_THE PROBLEM_
Say how many of the lines below include the word "canopy". Only the number should be given.

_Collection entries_
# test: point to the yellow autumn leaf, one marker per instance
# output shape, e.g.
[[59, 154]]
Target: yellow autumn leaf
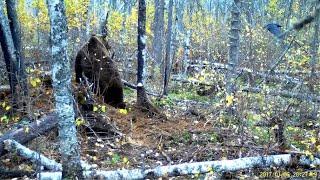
[[79, 121], [27, 129], [125, 160], [123, 111], [201, 78], [38, 80], [8, 108], [229, 100], [313, 140], [103, 108], [95, 108], [3, 104]]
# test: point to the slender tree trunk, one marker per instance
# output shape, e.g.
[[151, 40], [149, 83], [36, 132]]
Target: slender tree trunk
[[158, 29], [8, 51], [61, 78], [234, 46], [167, 61], [289, 13], [16, 37], [142, 99], [141, 94], [315, 46]]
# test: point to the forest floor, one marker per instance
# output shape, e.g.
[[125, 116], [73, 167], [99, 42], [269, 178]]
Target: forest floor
[[140, 141]]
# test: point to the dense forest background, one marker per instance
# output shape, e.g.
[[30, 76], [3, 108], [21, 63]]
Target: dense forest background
[[233, 79]]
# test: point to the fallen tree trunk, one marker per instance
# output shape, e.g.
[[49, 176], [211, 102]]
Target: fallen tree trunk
[[195, 168], [37, 158], [37, 128]]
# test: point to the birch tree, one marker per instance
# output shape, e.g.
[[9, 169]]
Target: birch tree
[[142, 100], [167, 61], [234, 38], [16, 37], [8, 50], [61, 78], [158, 28]]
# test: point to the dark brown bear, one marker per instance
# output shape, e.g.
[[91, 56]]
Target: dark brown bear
[[94, 62]]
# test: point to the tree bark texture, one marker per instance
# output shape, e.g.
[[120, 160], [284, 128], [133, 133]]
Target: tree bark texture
[[61, 78], [167, 63], [158, 30], [16, 37], [234, 38], [8, 50]]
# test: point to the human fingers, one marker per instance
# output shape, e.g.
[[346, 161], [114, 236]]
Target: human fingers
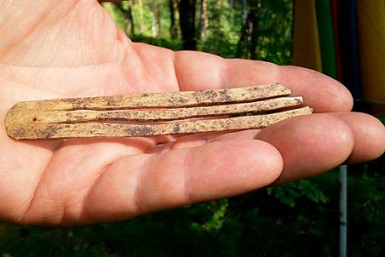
[[201, 71], [310, 144], [369, 136], [145, 183]]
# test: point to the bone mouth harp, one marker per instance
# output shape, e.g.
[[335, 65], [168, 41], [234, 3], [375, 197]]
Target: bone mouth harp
[[154, 114]]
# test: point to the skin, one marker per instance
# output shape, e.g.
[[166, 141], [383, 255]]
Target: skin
[[72, 48]]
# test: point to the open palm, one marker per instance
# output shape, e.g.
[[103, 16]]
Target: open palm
[[55, 49]]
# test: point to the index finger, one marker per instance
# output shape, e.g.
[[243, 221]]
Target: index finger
[[196, 71]]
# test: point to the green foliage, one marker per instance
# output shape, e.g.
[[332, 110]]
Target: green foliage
[[296, 219]]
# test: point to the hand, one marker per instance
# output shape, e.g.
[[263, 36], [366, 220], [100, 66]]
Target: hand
[[72, 48]]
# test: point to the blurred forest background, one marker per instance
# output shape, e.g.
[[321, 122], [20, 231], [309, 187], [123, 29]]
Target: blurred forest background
[[296, 219]]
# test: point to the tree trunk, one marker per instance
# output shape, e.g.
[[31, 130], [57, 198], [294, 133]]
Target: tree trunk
[[203, 20], [187, 24], [174, 16], [130, 29], [155, 20], [248, 42]]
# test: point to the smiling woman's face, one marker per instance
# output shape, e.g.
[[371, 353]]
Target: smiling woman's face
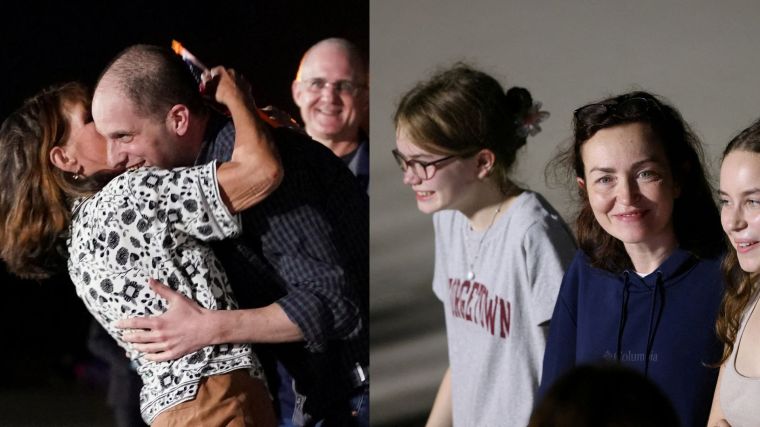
[[629, 185]]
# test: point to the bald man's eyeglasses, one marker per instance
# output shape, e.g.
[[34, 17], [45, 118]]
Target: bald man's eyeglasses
[[343, 87]]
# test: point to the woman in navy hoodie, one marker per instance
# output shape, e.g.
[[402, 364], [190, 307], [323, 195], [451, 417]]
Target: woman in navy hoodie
[[645, 285]]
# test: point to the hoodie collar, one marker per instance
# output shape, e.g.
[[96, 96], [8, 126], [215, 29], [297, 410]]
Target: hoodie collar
[[675, 265]]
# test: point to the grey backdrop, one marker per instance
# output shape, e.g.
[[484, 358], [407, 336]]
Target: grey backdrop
[[700, 55]]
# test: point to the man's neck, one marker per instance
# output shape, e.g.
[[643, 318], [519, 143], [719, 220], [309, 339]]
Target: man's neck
[[342, 147]]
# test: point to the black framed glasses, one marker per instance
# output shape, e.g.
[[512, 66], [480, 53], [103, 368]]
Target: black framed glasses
[[422, 170], [343, 87], [630, 107]]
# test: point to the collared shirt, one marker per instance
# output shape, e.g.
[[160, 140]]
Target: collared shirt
[[154, 223], [358, 162], [305, 247]]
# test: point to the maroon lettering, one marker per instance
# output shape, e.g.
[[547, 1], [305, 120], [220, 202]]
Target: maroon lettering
[[505, 319]]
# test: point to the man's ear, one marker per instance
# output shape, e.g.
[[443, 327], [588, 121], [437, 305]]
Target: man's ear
[[486, 159], [61, 159], [178, 119], [295, 89]]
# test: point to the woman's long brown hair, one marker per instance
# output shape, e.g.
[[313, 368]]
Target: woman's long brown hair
[[34, 194], [740, 285]]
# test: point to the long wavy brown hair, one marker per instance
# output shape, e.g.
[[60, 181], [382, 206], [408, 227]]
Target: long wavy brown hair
[[739, 284], [35, 195]]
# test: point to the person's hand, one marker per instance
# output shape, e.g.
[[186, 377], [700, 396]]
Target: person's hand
[[183, 329], [225, 86]]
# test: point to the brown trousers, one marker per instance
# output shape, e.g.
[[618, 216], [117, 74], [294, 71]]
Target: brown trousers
[[233, 399]]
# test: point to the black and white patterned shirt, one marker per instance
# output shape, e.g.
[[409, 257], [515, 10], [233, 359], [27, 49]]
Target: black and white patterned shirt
[[155, 223], [305, 247]]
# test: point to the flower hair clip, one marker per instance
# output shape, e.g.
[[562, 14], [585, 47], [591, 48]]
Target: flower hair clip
[[528, 123]]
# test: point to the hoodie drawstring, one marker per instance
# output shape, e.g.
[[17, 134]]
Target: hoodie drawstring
[[653, 324], [623, 315]]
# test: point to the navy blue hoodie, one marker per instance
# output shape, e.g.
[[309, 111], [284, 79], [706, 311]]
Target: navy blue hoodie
[[662, 324]]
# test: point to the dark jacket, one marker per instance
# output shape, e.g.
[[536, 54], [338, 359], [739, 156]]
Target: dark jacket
[[662, 324]]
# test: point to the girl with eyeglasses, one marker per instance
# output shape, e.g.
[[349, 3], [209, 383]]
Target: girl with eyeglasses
[[500, 250], [738, 325], [644, 287]]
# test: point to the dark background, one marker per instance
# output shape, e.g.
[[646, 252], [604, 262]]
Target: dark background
[[43, 326]]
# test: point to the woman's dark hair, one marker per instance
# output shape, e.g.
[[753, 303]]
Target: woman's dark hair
[[604, 395], [701, 233], [35, 195], [739, 285], [460, 111]]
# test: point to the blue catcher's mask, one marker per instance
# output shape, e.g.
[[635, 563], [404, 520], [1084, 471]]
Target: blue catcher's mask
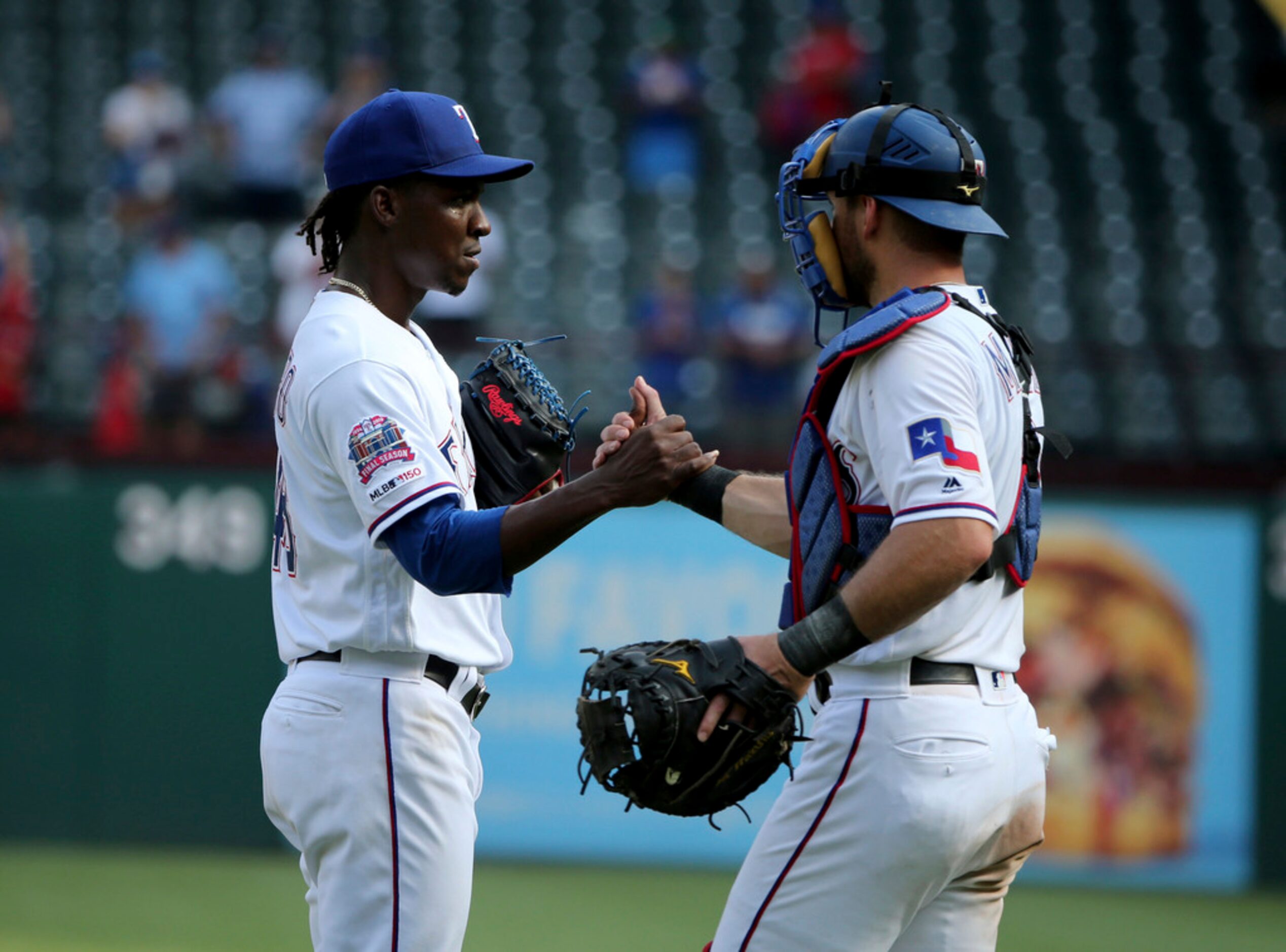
[[917, 160]]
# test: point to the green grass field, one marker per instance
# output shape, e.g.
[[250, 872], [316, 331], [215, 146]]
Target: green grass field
[[56, 900]]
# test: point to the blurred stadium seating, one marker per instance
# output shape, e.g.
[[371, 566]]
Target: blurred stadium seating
[[1127, 152]]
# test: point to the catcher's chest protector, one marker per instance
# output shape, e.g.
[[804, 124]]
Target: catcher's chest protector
[[830, 536]]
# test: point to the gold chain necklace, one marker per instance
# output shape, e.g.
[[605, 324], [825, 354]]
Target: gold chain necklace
[[355, 287]]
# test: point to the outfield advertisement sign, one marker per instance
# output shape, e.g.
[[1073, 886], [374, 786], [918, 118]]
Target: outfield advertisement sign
[[1141, 637]]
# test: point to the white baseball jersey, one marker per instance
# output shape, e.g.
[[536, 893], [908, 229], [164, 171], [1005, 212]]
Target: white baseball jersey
[[915, 805], [368, 430], [930, 426]]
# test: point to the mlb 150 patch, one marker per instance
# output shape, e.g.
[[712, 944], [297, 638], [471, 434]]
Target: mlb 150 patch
[[933, 436], [375, 443]]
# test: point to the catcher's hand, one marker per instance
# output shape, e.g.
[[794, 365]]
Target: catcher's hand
[[760, 650], [646, 410], [520, 430], [638, 718]]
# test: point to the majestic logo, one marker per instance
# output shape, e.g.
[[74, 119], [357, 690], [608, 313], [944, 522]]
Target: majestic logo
[[375, 443], [934, 436], [681, 667], [283, 389], [501, 408]]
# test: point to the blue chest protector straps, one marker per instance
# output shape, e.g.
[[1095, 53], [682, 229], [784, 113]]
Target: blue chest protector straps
[[831, 534]]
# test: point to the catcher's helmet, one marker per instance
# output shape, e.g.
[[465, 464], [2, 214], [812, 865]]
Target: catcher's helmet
[[916, 159]]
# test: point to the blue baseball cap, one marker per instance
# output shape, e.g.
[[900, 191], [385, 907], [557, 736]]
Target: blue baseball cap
[[404, 133]]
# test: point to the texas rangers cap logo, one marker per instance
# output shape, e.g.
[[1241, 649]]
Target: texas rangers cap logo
[[375, 443], [459, 111]]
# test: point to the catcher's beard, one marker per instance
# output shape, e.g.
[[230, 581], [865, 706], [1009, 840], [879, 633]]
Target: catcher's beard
[[859, 271]]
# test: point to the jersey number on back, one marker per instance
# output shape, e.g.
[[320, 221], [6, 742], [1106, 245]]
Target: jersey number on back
[[283, 532]]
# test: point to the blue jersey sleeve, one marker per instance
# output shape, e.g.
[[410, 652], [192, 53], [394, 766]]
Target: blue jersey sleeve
[[449, 550]]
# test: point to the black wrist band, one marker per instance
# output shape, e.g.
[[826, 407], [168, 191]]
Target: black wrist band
[[704, 493], [821, 639]]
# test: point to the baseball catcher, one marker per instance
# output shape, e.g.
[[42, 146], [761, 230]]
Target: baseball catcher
[[520, 429], [638, 716]]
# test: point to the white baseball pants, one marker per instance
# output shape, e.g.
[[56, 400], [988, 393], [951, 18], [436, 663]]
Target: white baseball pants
[[907, 820], [371, 771]]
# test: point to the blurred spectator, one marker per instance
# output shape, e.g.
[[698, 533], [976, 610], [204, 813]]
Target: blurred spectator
[[363, 78], [664, 101], [178, 290], [827, 75], [119, 425], [764, 335], [669, 335], [264, 121], [147, 124], [453, 323], [17, 316]]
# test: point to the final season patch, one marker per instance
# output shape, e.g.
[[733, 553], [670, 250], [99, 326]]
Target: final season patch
[[375, 443], [934, 436]]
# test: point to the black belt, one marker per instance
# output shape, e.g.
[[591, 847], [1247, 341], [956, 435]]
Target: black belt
[[923, 672], [436, 669]]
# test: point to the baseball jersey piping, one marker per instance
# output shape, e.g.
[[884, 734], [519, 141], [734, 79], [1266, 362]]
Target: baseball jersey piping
[[401, 505], [817, 822], [945, 506], [393, 814]]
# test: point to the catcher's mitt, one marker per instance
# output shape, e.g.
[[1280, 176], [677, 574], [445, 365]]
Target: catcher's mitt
[[520, 429], [638, 718]]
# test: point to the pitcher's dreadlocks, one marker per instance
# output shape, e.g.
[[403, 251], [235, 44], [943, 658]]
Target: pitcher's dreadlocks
[[337, 214]]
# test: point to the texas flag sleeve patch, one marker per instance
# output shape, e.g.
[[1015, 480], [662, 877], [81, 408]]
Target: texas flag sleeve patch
[[933, 436]]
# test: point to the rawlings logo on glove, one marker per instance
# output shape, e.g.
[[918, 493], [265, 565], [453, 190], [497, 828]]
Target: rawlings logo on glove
[[518, 424], [499, 407]]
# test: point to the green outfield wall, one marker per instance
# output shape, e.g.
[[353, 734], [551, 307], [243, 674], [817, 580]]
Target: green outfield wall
[[138, 655]]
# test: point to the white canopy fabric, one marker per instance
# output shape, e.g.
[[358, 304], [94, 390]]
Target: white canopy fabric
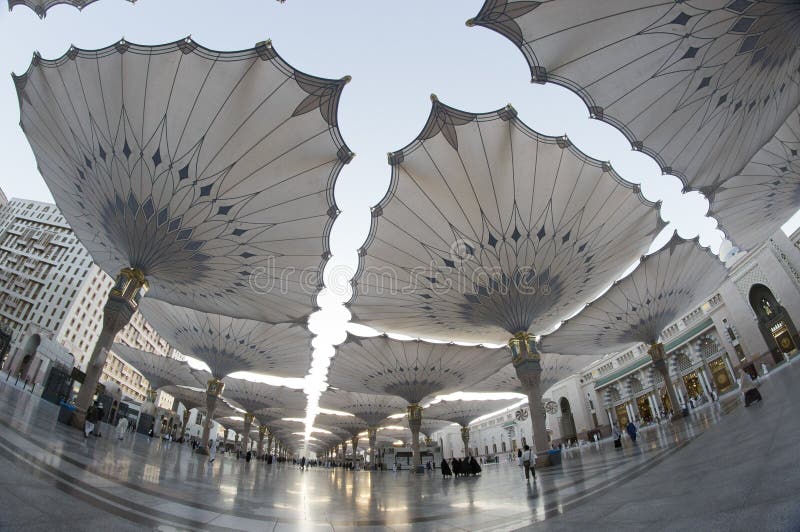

_SOLUTION TO THE EXERCISE_
2